Education for the economy of the future II

Bloomberg Businessweek just published their New Rules for the modern workplace. Their list:

Rule No. 1: Your job is temporary. Where you start isn’t where you’ll end up. Your job, company, and profession may completely change because of mergers and acquisitions, layoffs, outsourcing, automation, and various other factors that are outside your control.

Rule No. 2: Do not let your job description confine you. … While you’re managing your role, you should be acquiring new skills to help carry you to your next role.

Rule No. 3: Your Rolodex is more important than your knowledge base. We’ve moved from the information economy to the social economy. Companies are hiring based on cultural fit, connections, and soft skills over a candidate’s ability to get the job done.

Rule No. 4: Your experiences matter more than your title.

Rule No. 5: Your personal reputation is your greatest asset.

Add these to the non job specific attributes that we have explored in previous posts that employers are increasingly looking for and that will most define who has successful careers in the future. And then ask yourself whether policy makers in emphasizing standardized test results,  job specific skills and online learning are moving k-16 education towards or away from the economy of the future.

Harvard’s Tony Wagner in his interview with Thomas Friedman I wrote about in my last post clearly thinks the answer is no. Friedman writes:

“We teach and test things most students have no interest in and will never need, and facts that they can Google and will forget as soon as the test is over,” said Wagner. …  More than a century ago, we ‘reinvented’ the one-room schoolhouse and created factory schools for the industrial economy. Reimagining schools for the 21st-century must be our highest priority. We need to focus more on teaching the skill and will to learn and to make a difference and bring the three most powerful ingredients of intrinsic motivation into the classroom: play, passion and purpose.” (Emphasis added.)

… “Teachers,” he said, “need to coach students to performance excellence, and principals must be instructional leaders who create the culture of collaboration required to innovate. But what gets tested is what gets taught, and so we need ‘Accountability 2.0.’ All students should have digital portfolios to show evidence of mastery of skills like critical thinking and communication, which they build up right through K-12 and postsecondary. Selective use of high-quality tests, like the College and Work Readiness Assessment, is important. Finally, teachers should be judged on evidence of improvement in students’ work through the year — instead of a score on a bubble test in May. We need lab schools where students earn a high school diploma by completing a series of skill-based ‘merit badges’ in things like entrepreneurship. And schools of education where all new teachers have ‘residencies’ with master teachers and performance standards — not content standards — must become the new normal throughout the system.”

———

GIVEN PROBLEM 1: Please gather and copy every line of the records below that contains the word "mount".

———

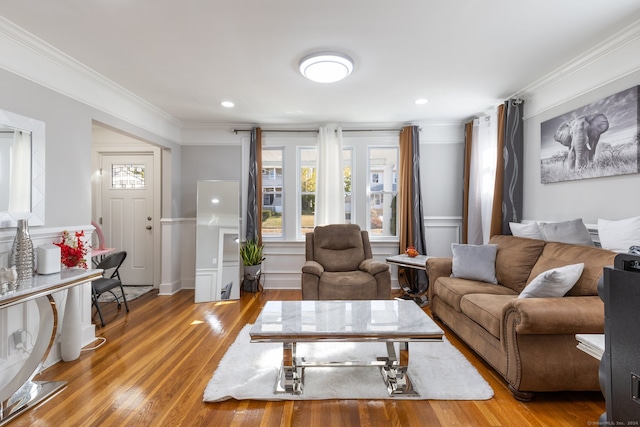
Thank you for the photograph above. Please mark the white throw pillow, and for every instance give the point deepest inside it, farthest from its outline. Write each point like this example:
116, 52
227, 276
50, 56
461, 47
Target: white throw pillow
474, 262
530, 230
619, 236
553, 283
573, 231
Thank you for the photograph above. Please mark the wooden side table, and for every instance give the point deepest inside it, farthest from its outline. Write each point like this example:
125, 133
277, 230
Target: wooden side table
419, 263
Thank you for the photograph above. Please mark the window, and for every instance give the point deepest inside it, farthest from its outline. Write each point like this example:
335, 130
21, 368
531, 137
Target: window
272, 186
127, 176
383, 190
370, 183
307, 160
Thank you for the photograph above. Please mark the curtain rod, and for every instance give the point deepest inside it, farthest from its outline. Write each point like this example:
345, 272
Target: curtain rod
316, 130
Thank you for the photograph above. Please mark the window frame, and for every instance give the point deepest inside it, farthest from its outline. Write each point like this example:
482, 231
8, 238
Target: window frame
358, 143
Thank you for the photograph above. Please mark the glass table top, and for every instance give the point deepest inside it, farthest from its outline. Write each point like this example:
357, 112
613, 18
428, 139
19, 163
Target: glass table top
362, 320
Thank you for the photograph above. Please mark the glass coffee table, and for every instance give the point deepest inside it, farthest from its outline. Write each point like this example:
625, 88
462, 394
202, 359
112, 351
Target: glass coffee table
394, 322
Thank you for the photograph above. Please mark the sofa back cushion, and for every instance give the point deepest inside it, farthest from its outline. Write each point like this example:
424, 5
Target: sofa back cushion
515, 259
560, 254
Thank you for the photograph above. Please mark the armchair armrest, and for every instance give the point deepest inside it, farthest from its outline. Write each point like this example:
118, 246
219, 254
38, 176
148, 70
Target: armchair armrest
373, 267
313, 267
552, 316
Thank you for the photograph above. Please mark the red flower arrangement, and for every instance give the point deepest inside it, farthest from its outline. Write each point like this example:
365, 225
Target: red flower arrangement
72, 251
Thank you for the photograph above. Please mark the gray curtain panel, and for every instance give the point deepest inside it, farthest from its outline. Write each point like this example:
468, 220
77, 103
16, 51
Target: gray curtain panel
252, 193
419, 240
513, 164
416, 279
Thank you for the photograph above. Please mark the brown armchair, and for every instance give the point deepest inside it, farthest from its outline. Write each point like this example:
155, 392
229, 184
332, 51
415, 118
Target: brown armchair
339, 266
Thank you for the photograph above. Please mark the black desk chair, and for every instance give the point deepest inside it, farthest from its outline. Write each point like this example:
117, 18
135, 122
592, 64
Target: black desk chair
108, 283
226, 291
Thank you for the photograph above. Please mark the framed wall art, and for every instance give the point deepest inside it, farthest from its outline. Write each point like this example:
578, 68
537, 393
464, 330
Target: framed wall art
596, 140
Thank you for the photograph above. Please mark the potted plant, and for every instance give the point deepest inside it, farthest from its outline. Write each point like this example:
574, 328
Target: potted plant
251, 253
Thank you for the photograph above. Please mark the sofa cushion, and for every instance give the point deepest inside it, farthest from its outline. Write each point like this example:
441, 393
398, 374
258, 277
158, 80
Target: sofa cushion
451, 290
560, 254
553, 283
485, 310
474, 262
515, 258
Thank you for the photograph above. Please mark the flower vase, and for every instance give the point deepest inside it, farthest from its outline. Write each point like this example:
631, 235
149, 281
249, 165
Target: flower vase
22, 255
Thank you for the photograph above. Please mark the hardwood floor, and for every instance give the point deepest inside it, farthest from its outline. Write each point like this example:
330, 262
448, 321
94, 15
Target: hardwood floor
158, 359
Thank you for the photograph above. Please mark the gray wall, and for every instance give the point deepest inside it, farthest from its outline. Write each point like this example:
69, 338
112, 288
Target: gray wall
201, 162
607, 197
68, 130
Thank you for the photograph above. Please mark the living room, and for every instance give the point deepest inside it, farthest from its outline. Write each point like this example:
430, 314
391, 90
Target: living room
82, 114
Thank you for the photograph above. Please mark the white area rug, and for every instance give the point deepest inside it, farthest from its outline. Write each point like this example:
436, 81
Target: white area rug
131, 292
249, 370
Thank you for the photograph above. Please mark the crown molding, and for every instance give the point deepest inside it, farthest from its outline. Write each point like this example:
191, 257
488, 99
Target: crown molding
33, 59
622, 38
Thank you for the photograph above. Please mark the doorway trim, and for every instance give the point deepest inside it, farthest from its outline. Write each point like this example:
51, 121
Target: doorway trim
139, 147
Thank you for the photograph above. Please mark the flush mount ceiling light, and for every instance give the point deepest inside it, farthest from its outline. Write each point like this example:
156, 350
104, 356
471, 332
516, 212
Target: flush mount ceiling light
326, 67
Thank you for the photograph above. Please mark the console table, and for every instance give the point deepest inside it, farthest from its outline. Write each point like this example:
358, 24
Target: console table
418, 262
21, 392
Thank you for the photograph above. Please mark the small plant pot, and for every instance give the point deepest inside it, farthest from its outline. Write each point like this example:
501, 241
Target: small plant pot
251, 278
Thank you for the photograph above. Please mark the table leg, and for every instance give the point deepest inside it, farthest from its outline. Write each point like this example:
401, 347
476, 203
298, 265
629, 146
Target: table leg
409, 282
21, 392
290, 378
394, 372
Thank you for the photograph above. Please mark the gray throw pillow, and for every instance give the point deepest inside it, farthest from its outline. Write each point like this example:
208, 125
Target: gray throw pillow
553, 283
474, 262
573, 231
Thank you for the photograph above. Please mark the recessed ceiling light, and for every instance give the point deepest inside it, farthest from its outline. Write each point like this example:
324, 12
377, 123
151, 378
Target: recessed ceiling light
326, 67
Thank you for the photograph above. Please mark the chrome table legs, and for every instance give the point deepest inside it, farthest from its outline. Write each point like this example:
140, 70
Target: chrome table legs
393, 369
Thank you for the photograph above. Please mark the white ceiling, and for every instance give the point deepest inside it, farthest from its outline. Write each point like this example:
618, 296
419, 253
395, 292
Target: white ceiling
185, 57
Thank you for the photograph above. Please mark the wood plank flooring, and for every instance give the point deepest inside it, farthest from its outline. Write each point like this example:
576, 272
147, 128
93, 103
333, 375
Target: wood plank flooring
158, 359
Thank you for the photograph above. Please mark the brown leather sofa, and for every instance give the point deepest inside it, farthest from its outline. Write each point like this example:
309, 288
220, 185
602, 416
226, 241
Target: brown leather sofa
339, 266
529, 341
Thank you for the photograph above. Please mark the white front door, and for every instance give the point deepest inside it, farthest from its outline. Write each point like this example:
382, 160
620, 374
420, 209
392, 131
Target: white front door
127, 213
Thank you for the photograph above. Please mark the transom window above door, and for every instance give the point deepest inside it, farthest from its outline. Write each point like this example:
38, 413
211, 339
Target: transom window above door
127, 176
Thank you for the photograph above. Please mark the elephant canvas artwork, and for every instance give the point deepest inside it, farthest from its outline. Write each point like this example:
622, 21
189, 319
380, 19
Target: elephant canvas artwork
599, 139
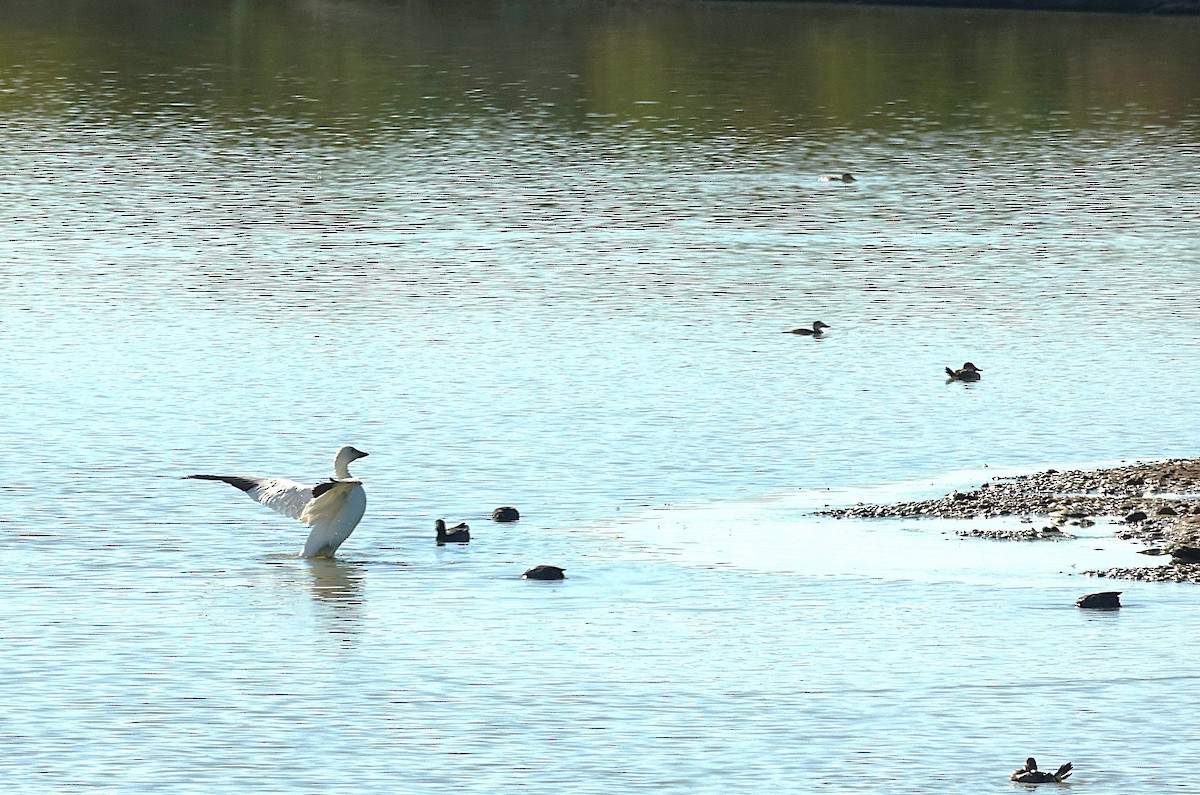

———

GIVEN PROBLEM 2: In the education post, list the opening sentence of each numbered rule from the Bloomberg Businessweek list.

TASK ANSWER 1:
Thank you for the photograph above. Please mark the flush mount ceiling light, and for every instance give the point deepest inside it, farthest from its outline. Write each point like this example:
Target: flush mount ceiling light

TASK ANSWER 2:
- Your job is temporary.
- Do not let your job description confine you.
- Your Rolodex is more important than your knowledge base.
- Your experiences matter more than your title.
- Your personal reputation is your greatest asset.